== Extracted records ==

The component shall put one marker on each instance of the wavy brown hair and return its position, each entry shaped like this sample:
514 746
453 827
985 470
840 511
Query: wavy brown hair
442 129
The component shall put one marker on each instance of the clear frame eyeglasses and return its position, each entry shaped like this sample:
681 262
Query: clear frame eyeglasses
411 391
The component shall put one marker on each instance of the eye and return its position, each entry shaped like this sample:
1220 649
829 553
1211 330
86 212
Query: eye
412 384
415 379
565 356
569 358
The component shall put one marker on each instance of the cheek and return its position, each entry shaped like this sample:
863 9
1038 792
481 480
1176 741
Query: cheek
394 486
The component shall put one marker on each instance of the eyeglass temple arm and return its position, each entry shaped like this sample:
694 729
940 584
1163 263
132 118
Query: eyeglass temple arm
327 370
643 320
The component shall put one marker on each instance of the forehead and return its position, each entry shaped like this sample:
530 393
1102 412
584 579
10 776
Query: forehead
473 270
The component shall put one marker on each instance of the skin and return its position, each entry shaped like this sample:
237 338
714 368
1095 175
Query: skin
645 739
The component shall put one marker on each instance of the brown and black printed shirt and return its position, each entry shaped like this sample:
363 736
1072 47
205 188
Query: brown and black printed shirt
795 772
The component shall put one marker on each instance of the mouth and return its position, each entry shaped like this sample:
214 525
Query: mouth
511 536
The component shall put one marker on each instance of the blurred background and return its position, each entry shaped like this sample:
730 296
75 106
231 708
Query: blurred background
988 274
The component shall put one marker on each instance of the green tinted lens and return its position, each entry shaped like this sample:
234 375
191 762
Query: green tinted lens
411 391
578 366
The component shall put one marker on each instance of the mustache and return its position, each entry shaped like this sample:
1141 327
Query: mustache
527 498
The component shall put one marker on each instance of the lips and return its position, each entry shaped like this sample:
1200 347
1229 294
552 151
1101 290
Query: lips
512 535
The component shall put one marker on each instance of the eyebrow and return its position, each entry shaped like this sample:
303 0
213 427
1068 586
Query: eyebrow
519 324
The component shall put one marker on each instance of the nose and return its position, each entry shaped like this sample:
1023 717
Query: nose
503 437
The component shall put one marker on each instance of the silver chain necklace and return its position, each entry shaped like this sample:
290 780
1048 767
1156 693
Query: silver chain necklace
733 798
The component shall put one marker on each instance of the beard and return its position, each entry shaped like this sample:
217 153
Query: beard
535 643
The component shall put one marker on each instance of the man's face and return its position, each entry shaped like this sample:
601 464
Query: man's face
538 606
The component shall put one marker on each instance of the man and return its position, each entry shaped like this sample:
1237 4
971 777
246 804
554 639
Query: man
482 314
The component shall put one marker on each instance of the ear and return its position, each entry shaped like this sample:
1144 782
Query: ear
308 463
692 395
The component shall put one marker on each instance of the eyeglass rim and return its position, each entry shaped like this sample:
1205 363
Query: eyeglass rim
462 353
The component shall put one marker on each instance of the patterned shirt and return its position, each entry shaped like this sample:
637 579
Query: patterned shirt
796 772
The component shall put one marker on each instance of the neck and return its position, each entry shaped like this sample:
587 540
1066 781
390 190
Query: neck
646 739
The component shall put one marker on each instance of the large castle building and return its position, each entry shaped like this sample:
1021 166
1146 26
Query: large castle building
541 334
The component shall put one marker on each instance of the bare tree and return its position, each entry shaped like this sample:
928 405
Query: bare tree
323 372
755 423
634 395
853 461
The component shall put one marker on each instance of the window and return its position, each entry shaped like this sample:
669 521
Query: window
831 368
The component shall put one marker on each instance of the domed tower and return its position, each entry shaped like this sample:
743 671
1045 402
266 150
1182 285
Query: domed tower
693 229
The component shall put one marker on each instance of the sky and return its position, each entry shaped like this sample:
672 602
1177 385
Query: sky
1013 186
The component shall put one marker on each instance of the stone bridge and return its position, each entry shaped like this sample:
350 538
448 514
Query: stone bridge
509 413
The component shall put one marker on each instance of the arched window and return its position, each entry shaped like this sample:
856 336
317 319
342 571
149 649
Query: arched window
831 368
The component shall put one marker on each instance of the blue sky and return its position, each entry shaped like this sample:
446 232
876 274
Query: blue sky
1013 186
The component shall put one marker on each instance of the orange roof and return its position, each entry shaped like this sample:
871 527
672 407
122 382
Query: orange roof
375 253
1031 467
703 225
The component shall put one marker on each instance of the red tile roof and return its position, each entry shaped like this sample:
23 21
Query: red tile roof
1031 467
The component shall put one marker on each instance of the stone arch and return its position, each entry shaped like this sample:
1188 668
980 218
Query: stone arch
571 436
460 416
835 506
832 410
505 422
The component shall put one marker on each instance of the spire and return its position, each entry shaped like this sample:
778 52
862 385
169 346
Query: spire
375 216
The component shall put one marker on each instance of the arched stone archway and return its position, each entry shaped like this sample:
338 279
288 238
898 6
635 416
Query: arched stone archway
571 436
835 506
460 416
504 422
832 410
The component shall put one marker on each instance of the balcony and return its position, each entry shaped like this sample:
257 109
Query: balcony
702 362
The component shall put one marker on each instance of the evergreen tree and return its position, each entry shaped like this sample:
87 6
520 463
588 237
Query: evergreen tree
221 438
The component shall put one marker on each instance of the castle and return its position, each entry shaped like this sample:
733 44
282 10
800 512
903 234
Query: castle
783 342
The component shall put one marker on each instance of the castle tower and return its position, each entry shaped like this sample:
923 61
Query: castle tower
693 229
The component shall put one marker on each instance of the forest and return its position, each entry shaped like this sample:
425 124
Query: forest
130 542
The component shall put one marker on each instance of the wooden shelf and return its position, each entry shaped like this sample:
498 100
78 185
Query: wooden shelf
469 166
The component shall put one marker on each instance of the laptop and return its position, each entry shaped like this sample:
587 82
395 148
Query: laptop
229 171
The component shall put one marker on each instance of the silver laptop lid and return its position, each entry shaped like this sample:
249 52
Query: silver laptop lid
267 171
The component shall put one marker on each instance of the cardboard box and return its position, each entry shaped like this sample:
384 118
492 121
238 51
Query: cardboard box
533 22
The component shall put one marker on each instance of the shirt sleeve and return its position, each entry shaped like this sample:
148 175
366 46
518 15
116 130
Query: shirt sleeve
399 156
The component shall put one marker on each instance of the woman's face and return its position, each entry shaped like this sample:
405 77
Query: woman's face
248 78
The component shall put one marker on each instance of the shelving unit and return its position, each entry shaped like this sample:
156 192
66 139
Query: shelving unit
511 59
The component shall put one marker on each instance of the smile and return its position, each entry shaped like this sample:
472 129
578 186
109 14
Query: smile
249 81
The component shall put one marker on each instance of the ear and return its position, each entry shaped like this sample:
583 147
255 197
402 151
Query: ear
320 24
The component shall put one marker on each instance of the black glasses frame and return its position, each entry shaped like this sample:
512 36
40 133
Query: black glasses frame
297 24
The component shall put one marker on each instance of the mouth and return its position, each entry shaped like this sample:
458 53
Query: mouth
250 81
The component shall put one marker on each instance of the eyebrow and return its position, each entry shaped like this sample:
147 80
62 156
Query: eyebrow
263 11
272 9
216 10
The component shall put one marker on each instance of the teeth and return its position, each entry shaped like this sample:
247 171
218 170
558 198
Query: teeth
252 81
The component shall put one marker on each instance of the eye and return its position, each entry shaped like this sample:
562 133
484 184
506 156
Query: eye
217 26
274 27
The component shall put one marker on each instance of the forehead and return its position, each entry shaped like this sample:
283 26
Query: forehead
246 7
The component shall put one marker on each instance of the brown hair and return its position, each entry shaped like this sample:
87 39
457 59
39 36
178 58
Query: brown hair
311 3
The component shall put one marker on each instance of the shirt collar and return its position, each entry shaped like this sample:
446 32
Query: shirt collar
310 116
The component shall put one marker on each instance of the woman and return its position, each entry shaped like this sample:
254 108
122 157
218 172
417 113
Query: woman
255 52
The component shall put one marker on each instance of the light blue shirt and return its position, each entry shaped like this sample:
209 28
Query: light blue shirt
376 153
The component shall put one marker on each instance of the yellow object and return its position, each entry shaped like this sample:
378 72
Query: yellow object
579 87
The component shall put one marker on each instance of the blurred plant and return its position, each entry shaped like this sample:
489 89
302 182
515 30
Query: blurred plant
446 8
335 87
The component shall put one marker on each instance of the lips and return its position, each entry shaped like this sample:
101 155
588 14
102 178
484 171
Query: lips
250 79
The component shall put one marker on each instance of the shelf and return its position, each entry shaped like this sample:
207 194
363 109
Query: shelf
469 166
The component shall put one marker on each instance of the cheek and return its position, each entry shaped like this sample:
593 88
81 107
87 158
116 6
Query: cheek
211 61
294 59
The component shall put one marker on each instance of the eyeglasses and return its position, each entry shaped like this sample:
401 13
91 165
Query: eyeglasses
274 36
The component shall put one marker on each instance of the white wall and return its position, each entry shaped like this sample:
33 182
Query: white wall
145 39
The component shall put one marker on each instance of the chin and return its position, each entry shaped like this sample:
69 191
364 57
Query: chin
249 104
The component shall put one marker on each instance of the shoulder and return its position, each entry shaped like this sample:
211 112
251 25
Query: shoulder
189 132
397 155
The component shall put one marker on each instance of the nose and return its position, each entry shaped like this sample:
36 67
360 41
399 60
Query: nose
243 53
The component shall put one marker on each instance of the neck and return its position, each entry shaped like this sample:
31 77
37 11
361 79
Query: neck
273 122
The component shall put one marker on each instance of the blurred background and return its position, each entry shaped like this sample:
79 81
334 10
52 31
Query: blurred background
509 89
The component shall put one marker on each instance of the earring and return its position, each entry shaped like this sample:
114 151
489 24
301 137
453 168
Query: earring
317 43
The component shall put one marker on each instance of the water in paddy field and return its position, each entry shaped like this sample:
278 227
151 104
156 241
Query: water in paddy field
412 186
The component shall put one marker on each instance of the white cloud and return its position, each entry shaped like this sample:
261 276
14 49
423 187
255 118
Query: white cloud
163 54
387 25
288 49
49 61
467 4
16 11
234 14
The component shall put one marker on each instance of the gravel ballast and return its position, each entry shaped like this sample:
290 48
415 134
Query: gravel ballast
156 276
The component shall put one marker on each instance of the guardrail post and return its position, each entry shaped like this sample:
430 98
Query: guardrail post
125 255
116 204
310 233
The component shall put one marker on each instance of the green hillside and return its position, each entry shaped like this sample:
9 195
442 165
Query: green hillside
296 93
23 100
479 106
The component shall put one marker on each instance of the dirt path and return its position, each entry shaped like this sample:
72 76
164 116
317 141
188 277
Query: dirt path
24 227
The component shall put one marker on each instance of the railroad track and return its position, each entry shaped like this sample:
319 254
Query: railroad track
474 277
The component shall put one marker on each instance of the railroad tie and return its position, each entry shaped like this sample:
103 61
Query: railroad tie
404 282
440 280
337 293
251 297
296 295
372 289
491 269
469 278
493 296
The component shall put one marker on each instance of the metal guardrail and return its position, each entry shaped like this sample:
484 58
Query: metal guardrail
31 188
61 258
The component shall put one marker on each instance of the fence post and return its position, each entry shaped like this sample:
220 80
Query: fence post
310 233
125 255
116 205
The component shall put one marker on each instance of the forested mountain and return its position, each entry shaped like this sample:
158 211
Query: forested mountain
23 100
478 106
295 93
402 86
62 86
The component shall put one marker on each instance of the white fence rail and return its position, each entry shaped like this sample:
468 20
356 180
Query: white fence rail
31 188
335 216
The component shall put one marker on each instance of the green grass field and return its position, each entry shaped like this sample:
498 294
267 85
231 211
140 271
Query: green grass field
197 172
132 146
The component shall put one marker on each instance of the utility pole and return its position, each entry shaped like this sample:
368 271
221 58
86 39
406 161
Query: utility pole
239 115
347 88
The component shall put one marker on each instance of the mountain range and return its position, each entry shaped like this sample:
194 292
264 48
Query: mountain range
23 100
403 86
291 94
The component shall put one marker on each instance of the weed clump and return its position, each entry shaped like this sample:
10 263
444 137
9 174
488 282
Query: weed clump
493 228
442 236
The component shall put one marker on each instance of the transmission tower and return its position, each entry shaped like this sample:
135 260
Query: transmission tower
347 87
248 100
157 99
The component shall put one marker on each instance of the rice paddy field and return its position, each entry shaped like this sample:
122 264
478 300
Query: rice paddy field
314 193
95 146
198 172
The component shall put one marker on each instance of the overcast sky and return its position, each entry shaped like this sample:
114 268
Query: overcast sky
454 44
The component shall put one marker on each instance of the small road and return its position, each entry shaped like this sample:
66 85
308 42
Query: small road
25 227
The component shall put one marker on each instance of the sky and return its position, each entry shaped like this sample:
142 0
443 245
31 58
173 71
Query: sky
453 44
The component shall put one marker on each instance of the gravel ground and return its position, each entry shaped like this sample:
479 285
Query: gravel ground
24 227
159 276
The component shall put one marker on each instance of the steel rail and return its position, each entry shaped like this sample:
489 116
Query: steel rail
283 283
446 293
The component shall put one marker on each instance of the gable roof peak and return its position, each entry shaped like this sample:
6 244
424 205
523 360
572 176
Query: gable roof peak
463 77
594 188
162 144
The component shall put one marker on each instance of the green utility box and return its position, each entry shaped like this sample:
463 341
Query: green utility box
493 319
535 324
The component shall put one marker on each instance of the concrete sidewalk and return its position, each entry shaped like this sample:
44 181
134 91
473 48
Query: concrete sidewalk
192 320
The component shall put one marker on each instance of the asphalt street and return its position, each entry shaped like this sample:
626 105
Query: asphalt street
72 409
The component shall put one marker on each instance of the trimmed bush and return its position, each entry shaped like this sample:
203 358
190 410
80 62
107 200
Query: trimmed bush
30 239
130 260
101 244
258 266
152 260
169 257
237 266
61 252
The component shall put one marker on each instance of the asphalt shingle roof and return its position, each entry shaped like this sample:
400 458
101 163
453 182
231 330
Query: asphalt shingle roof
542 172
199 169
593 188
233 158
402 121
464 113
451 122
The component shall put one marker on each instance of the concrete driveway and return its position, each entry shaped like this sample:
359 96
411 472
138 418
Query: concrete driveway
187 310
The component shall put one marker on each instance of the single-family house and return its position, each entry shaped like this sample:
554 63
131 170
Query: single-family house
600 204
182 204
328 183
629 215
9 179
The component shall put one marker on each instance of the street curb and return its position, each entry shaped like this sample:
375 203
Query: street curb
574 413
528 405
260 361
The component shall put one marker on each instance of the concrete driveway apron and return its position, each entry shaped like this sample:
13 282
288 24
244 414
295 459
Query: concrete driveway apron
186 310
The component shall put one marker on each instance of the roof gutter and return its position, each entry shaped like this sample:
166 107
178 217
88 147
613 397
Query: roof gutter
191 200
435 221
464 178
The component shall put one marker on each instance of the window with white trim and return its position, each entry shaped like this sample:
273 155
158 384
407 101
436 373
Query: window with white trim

===

- What is needed
If the word "with" appears in a line above, copy that line.

- Answer for the task
The component shall put one marker on each instance of the window with white trim and return its position, each entry shaped like this sample:
Query: window with white trim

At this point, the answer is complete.